THE WIND RISES
di Hayao Miyazaki
Animazione

 

VENEZIA 70
Giappone, 126'

 

Non è il Miyazaki che ci si aspetta. Proprio per nulla. Ultima pellicola prima del ritiro annunciato, The Wind Rises sembra più un film che Miyazaki abbia realizzato per se stesso che per qualsivoglia pubblico. Oppure, può essere visto come un dialogo a distanza con il sodale Isao Takahata, ma questa è un'altra storia. Nella prima parte il bambino protagonista, Jiro, futuro progettatore di aerei, viene sballottato dai quattro elementi (acqua, terra, aria, fuoco) il cui prolungamento sarà dato dalla balda e minacciosa marcia della Tecnica. Sembrerebbe, perciò, di trovarsi in linea con il visionario ambientalismo del cineasta nipponico. Invece no. Ci troviamo piuttosto presso il suo rovescio oscuro: la Tecnica (alla quale Jiro dona la vita intera), in tutto il suo intrinseco nichilismo. Ecco: Miyazaki sembra dirci, in maniera ambiguissima, quasi pericolosa (ideologicamente) ma sincera e responsabile e quindi preziosissima, che il nichilismo della Tecnica non possiamo che abbracciarlo così com'è, e seguire fino in fondo la sua parabola autodistruttiva. Dobbiamo, insomma, legarci al vuoto che è al suo centro, riconoscendo la nostra stessa vita e i nostri stessi sforzi come un mandala pronto a essere spazzato via dallo stesso vento che la fa volare.

Materiali forniti »

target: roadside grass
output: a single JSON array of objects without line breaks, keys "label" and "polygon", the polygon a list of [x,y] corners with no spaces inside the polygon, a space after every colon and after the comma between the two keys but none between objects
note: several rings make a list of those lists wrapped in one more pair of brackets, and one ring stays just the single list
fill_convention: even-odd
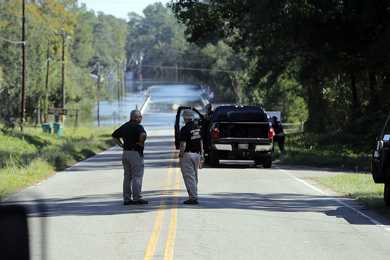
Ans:
[{"label": "roadside grass", "polygon": [[374,182],[371,174],[370,147],[373,142],[356,139],[339,134],[288,133],[286,153],[281,154],[275,143],[274,156],[284,164],[328,167],[345,172],[313,180],[390,218],[390,208],[383,206],[384,184]]},{"label": "roadside grass", "polygon": [[286,153],[281,154],[275,143],[274,155],[284,164],[332,167],[355,173],[370,172],[370,147],[373,141],[363,139],[357,141],[356,139],[334,133],[288,133],[285,143]]},{"label": "roadside grass", "polygon": [[344,173],[312,180],[390,218],[390,208],[383,206],[384,184],[374,183],[370,174]]},{"label": "roadside grass", "polygon": [[111,128],[84,126],[62,136],[26,126],[0,128],[0,199],[114,146]]}]

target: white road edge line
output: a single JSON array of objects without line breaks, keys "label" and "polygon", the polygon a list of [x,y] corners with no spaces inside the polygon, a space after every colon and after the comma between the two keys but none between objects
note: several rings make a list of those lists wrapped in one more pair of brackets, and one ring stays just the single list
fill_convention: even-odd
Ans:
[{"label": "white road edge line", "polygon": [[347,204],[347,203],[346,203],[345,202],[343,202],[343,201],[342,201],[340,200],[338,200],[338,199],[336,199],[335,198],[334,198],[334,197],[332,197],[332,196],[330,195],[328,193],[327,193],[326,192],[324,192],[324,191],[320,190],[319,189],[318,189],[317,188],[316,188],[314,186],[312,185],[312,184],[311,184],[310,183],[308,183],[308,182],[306,182],[304,180],[301,180],[301,179],[300,179],[299,178],[297,178],[297,177],[295,177],[295,176],[294,176],[293,175],[292,175],[291,173],[289,173],[287,171],[285,171],[285,170],[283,170],[283,169],[280,169],[280,168],[277,168],[277,167],[275,167],[275,168],[276,168],[279,170],[284,172],[284,173],[285,173],[286,174],[287,174],[289,176],[290,176],[290,177],[292,177],[292,178],[294,178],[296,180],[298,180],[298,181],[300,181],[301,182],[302,182],[302,183],[304,184],[306,186],[308,186],[310,187],[310,188],[312,188],[312,189],[313,189],[313,190],[319,192],[320,193],[324,194],[324,195],[326,195],[327,196],[329,197],[329,198],[330,198],[332,200],[335,200],[338,203],[343,205],[343,206],[345,206],[347,207],[347,208],[348,208],[349,209],[351,209],[351,210],[352,210],[353,211],[354,211],[355,212],[357,213],[358,215],[359,215],[363,217],[365,219],[368,220],[369,221],[370,221],[371,223],[372,223],[373,224],[375,224],[375,225],[376,225],[377,226],[379,226],[380,227],[381,227],[382,228],[383,228],[383,229],[384,229],[385,230],[390,232],[390,227],[389,227],[389,226],[387,226],[386,225],[384,225],[383,224],[382,224],[380,222],[374,220],[373,219],[372,219],[372,218],[371,218],[370,217],[369,217],[368,216],[366,215],[366,214],[365,214],[363,212],[361,212],[361,211],[359,211],[359,210],[357,210],[355,208],[354,208],[354,207],[352,207],[351,206],[350,206],[349,205],[348,205],[348,204]]}]

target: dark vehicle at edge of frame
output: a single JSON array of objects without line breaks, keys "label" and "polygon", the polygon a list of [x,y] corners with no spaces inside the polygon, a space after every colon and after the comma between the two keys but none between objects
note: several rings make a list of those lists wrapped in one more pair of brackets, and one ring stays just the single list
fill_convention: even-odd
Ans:
[{"label": "dark vehicle at edge of frame", "polygon": [[387,114],[376,137],[372,153],[372,179],[384,183],[383,204],[390,206],[390,113]]}]

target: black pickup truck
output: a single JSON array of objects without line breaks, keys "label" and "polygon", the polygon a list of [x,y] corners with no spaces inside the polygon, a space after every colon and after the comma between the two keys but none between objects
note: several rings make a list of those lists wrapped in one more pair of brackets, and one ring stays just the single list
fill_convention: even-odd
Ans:
[{"label": "black pickup truck", "polygon": [[[178,149],[180,114],[191,109],[197,114],[195,121],[202,127],[203,116],[194,108],[180,107],[175,124],[175,143]],[[210,154],[206,162],[218,167],[219,160],[254,160],[256,165],[272,166],[273,131],[267,115],[259,106],[223,105],[214,110],[209,129]]]}]

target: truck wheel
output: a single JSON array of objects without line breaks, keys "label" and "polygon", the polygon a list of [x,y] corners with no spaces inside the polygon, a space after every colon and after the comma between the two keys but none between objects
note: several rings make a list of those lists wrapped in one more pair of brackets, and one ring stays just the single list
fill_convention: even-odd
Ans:
[{"label": "truck wheel", "polygon": [[383,193],[383,205],[390,206],[390,183],[385,183],[385,190]]},{"label": "truck wheel", "polygon": [[263,157],[262,156],[256,156],[254,158],[254,165],[261,165],[263,164]]},{"label": "truck wheel", "polygon": [[210,162],[211,167],[218,167],[219,166],[219,155],[218,151],[210,149]]},{"label": "truck wheel", "polygon": [[265,156],[263,159],[263,167],[271,168],[272,166],[272,156]]}]

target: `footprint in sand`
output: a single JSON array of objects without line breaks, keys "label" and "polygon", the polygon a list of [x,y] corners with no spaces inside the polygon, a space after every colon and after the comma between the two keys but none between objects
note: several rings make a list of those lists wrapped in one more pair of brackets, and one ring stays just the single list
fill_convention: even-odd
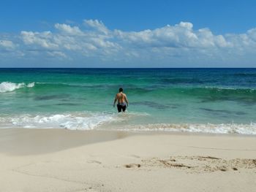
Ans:
[{"label": "footprint in sand", "polygon": [[126,168],[134,168],[134,167],[138,167],[140,168],[141,166],[140,164],[126,164],[124,165]]},{"label": "footprint in sand", "polygon": [[102,162],[100,162],[99,161],[96,161],[96,160],[89,160],[89,161],[87,161],[87,163],[95,164],[102,164]]}]

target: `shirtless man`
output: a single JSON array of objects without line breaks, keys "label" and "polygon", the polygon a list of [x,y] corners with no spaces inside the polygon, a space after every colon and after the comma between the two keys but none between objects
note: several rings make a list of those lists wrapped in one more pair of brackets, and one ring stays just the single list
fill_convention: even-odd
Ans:
[{"label": "shirtless man", "polygon": [[113,104],[114,107],[115,107],[116,101],[118,101],[117,110],[118,110],[118,112],[120,112],[121,110],[123,110],[123,112],[125,112],[127,107],[128,107],[129,102],[127,100],[127,95],[123,93],[123,89],[121,88],[119,88],[119,93],[116,95],[114,104]]}]

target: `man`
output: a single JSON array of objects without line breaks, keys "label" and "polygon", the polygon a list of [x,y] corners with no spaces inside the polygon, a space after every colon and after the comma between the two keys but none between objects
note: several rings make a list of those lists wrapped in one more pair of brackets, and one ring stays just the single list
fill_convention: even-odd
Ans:
[{"label": "man", "polygon": [[118,110],[118,112],[120,112],[121,110],[125,112],[127,107],[128,107],[129,102],[127,95],[123,93],[123,89],[121,88],[119,88],[119,93],[116,95],[113,107],[115,107],[116,101],[118,101],[117,110]]}]

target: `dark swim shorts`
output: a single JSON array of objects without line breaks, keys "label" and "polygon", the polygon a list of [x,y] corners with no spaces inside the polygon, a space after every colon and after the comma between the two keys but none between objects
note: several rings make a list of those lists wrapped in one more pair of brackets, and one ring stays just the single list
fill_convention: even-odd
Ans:
[{"label": "dark swim shorts", "polygon": [[121,110],[123,112],[125,112],[125,110],[127,109],[127,105],[121,105],[121,104],[117,104],[117,110],[118,110],[118,112],[120,112]]}]

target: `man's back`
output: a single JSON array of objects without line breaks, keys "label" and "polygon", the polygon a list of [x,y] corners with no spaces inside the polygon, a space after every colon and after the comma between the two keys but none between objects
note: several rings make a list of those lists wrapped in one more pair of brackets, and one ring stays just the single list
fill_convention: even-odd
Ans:
[{"label": "man's back", "polygon": [[127,95],[121,92],[116,94],[116,99],[118,104],[124,103],[126,101]]},{"label": "man's back", "polygon": [[113,107],[115,107],[115,104],[117,101],[117,110],[118,112],[120,112],[121,110],[123,112],[125,111],[127,109],[127,107],[128,107],[128,99],[127,97],[127,95],[124,94],[123,92],[123,89],[121,88],[119,88],[119,93],[116,93],[114,104]]}]

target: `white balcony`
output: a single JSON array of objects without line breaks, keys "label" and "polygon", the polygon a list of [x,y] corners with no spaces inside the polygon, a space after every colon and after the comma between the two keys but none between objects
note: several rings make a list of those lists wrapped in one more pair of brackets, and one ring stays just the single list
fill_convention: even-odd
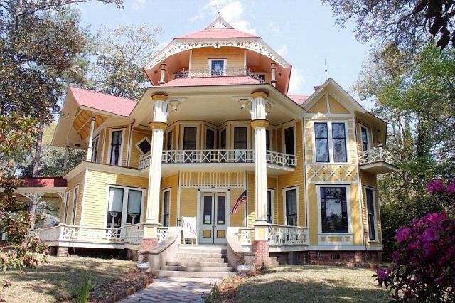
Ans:
[{"label": "white balcony", "polygon": [[397,161],[396,155],[383,149],[380,145],[363,151],[359,155],[360,170],[375,174],[396,171],[398,169]]},{"label": "white balcony", "polygon": [[[274,168],[292,169],[296,166],[294,155],[276,152],[267,152],[267,162]],[[252,149],[207,149],[207,150],[168,150],[163,151],[163,164],[247,164],[255,163],[255,151]],[[144,169],[150,165],[150,155],[139,158],[138,169]],[[250,165],[252,167],[254,166]],[[213,166],[211,166],[213,167]]]}]

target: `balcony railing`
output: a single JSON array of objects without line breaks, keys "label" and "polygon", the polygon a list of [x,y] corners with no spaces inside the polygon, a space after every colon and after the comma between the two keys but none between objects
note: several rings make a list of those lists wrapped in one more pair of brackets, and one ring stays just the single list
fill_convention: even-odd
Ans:
[{"label": "balcony railing", "polygon": [[[168,150],[163,151],[162,162],[175,164],[215,164],[215,163],[255,163],[252,149],[206,149],[206,150]],[[294,155],[267,151],[267,162],[285,167],[296,166]],[[138,169],[143,169],[150,165],[150,155],[141,156]]]},{"label": "balcony railing", "polygon": [[259,82],[265,82],[263,77],[247,68],[227,68],[223,71],[206,68],[192,68],[191,70],[180,70],[174,74],[175,78],[223,76],[250,76]]},{"label": "balcony railing", "polygon": [[359,158],[359,164],[371,164],[378,162],[385,162],[395,166],[397,161],[396,155],[383,149],[381,146],[362,152]]}]

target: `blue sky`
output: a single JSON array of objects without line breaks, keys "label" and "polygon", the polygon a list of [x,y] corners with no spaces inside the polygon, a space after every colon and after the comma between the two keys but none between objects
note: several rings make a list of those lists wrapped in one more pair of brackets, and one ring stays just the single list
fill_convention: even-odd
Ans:
[{"label": "blue sky", "polygon": [[161,48],[207,26],[218,16],[217,4],[228,22],[261,36],[292,65],[289,92],[309,95],[323,82],[324,59],[328,75],[350,90],[367,58],[368,46],[355,40],[351,26],[337,26],[330,7],[319,0],[124,0],[124,9],[93,3],[77,7],[93,32],[101,26],[161,26]]}]

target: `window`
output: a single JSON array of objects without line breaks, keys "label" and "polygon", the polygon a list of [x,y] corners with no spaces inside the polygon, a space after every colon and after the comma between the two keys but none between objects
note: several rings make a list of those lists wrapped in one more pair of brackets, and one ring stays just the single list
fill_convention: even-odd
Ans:
[{"label": "window", "polygon": [[346,124],[315,122],[314,146],[316,162],[347,162]]},{"label": "window", "polygon": [[144,138],[136,144],[136,147],[139,150],[141,154],[146,154],[150,152],[151,146],[150,145],[149,139]]},{"label": "window", "polygon": [[205,129],[205,149],[215,149],[215,131]]},{"label": "window", "polygon": [[297,225],[297,188],[285,189],[284,191],[284,223],[287,225],[296,226]]},{"label": "window", "polygon": [[163,226],[169,226],[169,210],[171,209],[171,190],[163,191]]},{"label": "window", "polygon": [[365,188],[365,196],[368,216],[368,237],[370,240],[376,240],[376,220],[375,216],[375,192],[373,188]]},{"label": "window", "polygon": [[109,186],[106,227],[118,228],[140,223],[143,196],[143,189]]},{"label": "window", "polygon": [[114,130],[111,133],[111,145],[109,164],[110,165],[119,165],[120,160],[120,151],[122,150],[122,136],[123,131]]},{"label": "window", "polygon": [[193,150],[196,149],[196,127],[183,127],[183,149]]},{"label": "window", "polygon": [[267,223],[273,223],[273,191],[267,189]]},{"label": "window", "polygon": [[73,211],[71,212],[71,225],[73,225],[76,222],[76,206],[77,204],[77,192],[79,186],[74,188],[73,191]]},{"label": "window", "polygon": [[168,132],[167,138],[166,138],[166,149],[170,151],[172,149],[172,131]]},{"label": "window", "polygon": [[66,218],[68,213],[68,204],[70,203],[70,191],[68,191],[65,193],[65,208],[64,208],[64,213],[63,213],[63,220],[62,220],[62,223],[63,224],[66,224]]},{"label": "window", "polygon": [[210,74],[212,76],[220,76],[225,74],[226,59],[210,59],[208,64]]},{"label": "window", "polygon": [[294,154],[294,127],[284,129],[284,153]]},{"label": "window", "polygon": [[316,161],[328,162],[328,133],[327,123],[314,123]]},{"label": "window", "polygon": [[127,223],[136,224],[141,220],[142,191],[128,190],[128,206],[127,206]]},{"label": "window", "polygon": [[220,149],[226,149],[226,129],[220,132]]},{"label": "window", "polygon": [[245,127],[234,127],[234,149],[248,148],[248,129]]},{"label": "window", "polygon": [[98,141],[100,137],[97,137],[92,141],[92,159],[90,161],[92,162],[97,161],[97,157],[98,156]]},{"label": "window", "polygon": [[362,139],[362,150],[368,150],[368,129],[361,126],[360,127],[360,136]]},{"label": "window", "polygon": [[270,131],[265,129],[265,148],[267,150],[270,150]]},{"label": "window", "polygon": [[323,233],[348,233],[346,187],[321,187],[321,221]]}]

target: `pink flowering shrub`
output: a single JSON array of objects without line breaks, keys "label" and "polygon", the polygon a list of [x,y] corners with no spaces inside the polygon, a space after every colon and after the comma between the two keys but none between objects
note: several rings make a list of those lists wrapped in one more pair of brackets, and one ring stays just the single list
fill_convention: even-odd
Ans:
[{"label": "pink flowering shrub", "polygon": [[396,300],[455,301],[455,220],[445,213],[428,213],[400,228],[390,267],[376,280]]}]

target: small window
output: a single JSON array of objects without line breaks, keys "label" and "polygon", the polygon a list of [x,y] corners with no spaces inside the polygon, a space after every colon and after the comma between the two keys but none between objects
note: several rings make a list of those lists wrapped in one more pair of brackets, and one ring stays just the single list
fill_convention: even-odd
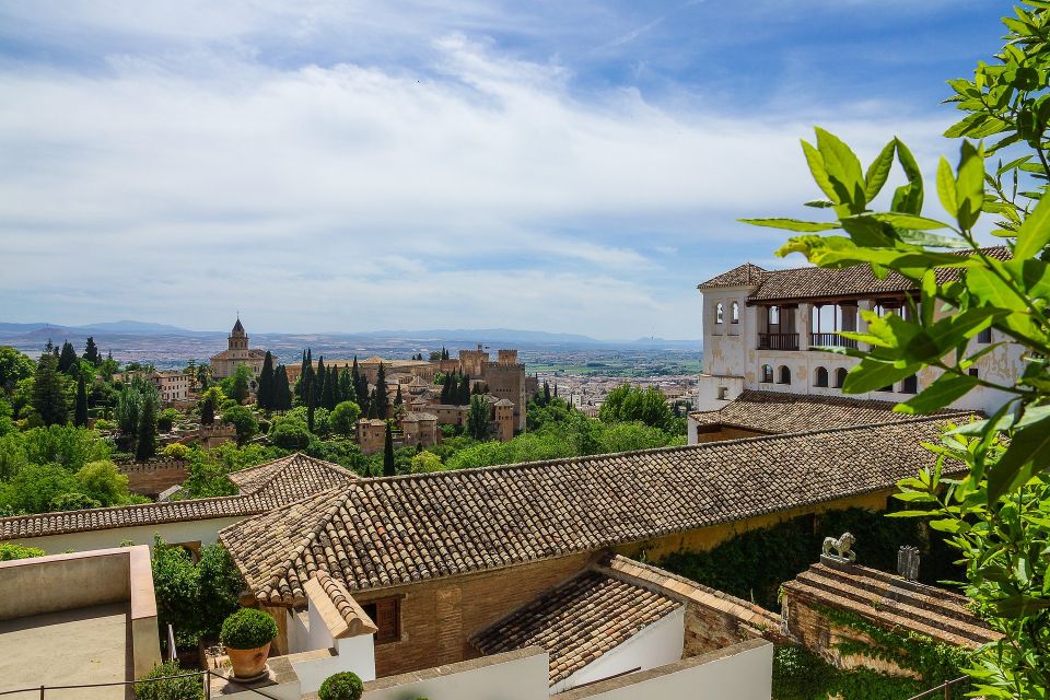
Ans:
[{"label": "small window", "polygon": [[835,387],[842,388],[842,385],[845,384],[845,375],[849,374],[849,370],[845,368],[839,368],[835,371]]},{"label": "small window", "polygon": [[919,393],[919,377],[918,375],[912,374],[909,377],[905,377],[905,381],[900,383],[900,393],[901,394],[918,394]]},{"label": "small window", "polygon": [[362,603],[361,609],[380,628],[375,633],[376,644],[388,644],[401,640],[401,598],[399,596]]}]

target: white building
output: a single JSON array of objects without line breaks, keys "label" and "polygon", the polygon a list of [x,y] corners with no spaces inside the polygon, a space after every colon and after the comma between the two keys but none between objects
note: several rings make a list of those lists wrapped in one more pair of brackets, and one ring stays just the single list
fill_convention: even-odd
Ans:
[{"label": "white building", "polygon": [[[989,255],[1007,259],[1004,247]],[[859,360],[822,352],[814,346],[858,347],[841,331],[866,330],[862,311],[907,316],[909,300],[919,291],[910,280],[889,273],[876,278],[866,265],[843,269],[817,267],[763,270],[745,264],[698,285],[703,296],[703,373],[698,410],[715,411],[745,389],[795,395],[843,396],[845,373]],[[940,311],[938,311],[940,313]],[[970,351],[1006,340],[987,330],[971,341]],[[1022,348],[1000,346],[980,358],[972,374],[1012,384],[1022,371]],[[855,399],[899,402],[921,392],[940,376],[926,369]],[[1006,400],[1003,392],[977,387],[952,405],[961,410],[992,413]],[[692,432],[692,431],[690,431]]]}]

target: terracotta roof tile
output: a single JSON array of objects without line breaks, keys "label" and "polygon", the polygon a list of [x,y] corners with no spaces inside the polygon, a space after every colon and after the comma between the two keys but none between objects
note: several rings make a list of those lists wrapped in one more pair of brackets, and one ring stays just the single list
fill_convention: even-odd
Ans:
[{"label": "terracotta roof tile", "polygon": [[943,418],[354,482],[224,528],[261,600],[597,550],[890,489],[930,463]]},{"label": "terracotta roof tile", "polygon": [[359,477],[337,464],[296,453],[234,472],[230,478],[242,489],[241,494],[3,517],[0,540],[256,515],[318,491],[345,487]]},{"label": "terracotta roof tile", "polygon": [[[914,416],[894,412],[896,401],[855,399],[845,396],[786,394],[745,389],[716,411],[690,413],[698,425],[754,430],[761,433],[801,433],[828,428],[849,428],[914,420]],[[936,416],[962,420],[972,411],[945,409]]]},{"label": "terracotta roof tile", "polygon": [[976,649],[1000,638],[970,611],[966,596],[866,567],[814,564],[783,588],[789,599],[848,610],[947,644]]},{"label": "terracotta roof tile", "polygon": [[681,603],[608,574],[585,571],[471,638],[483,654],[537,645],[550,685],[563,680],[663,619]]}]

Istruzioni di lavoro »
• 1. Riscrivi per intero la recensione di The Wind Rises, identica all'originale.
• 2. Restituisci tutte le righe dei record in cui compare la parola "vehicle".

Soluzioni »
• 1.
THE WIND RISES
di Hayao Miyazaki
Animazione

 

VENEZIA 70
Giappone, 126'

 

Non è il Miyazaki che ci si aspetta. Proprio per nulla. Ultima pellicola prima del ritiro annunciato, The Wind Rises sembra più un film che Miyazaki abbia realizzato per se stesso che per qualsivoglia pubblico. Oppure, può essere visto come un dialogo a distanza con il sodale Isao Takahata, ma questa è un'altra storia. Nella prima parte il bambino protagonista, Jiro, futuro progettatore di aerei, viene sballottato dai quattro elementi (acqua, terra, aria, fuoco) il cui prolungamento sarà dato dalla balda e minacciosa marcia della Tecnica. Sembrerebbe, perciò, di trovarsi in linea con il visionario ambientalismo del cineasta nipponico. Invece no. Ci troviamo piuttosto presso il suo rovescio oscuro: la Tecnica (alla quale Jiro dona la vita intera), in tutto il suo intrinseco nichilismo. Ecco: Miyazaki sembra dirci, in maniera ambiguissima, quasi pericolosa (ideologicamente) ma sincera e responsabile e quindi preziosissima, che il nichilismo della Tecnica non possiamo che abbracciarlo così com'è, e seguire fino in fondo la sua parabola autodistruttiva. Dobbiamo, insomma, legarci al vuoto che è al suo centro, riconoscendo la nostra stessa vita e i nostri stessi sforzi come un mandala pronto a essere spazzato via dallo stesso vento che la fa volare.

• 2.
target: dark vehicle at edge of frame
[{"label": "dark vehicle at edge of frame", "polygon": [[387,114],[376,137],[372,153],[372,179],[384,183],[383,204],[390,206],[390,113]]}]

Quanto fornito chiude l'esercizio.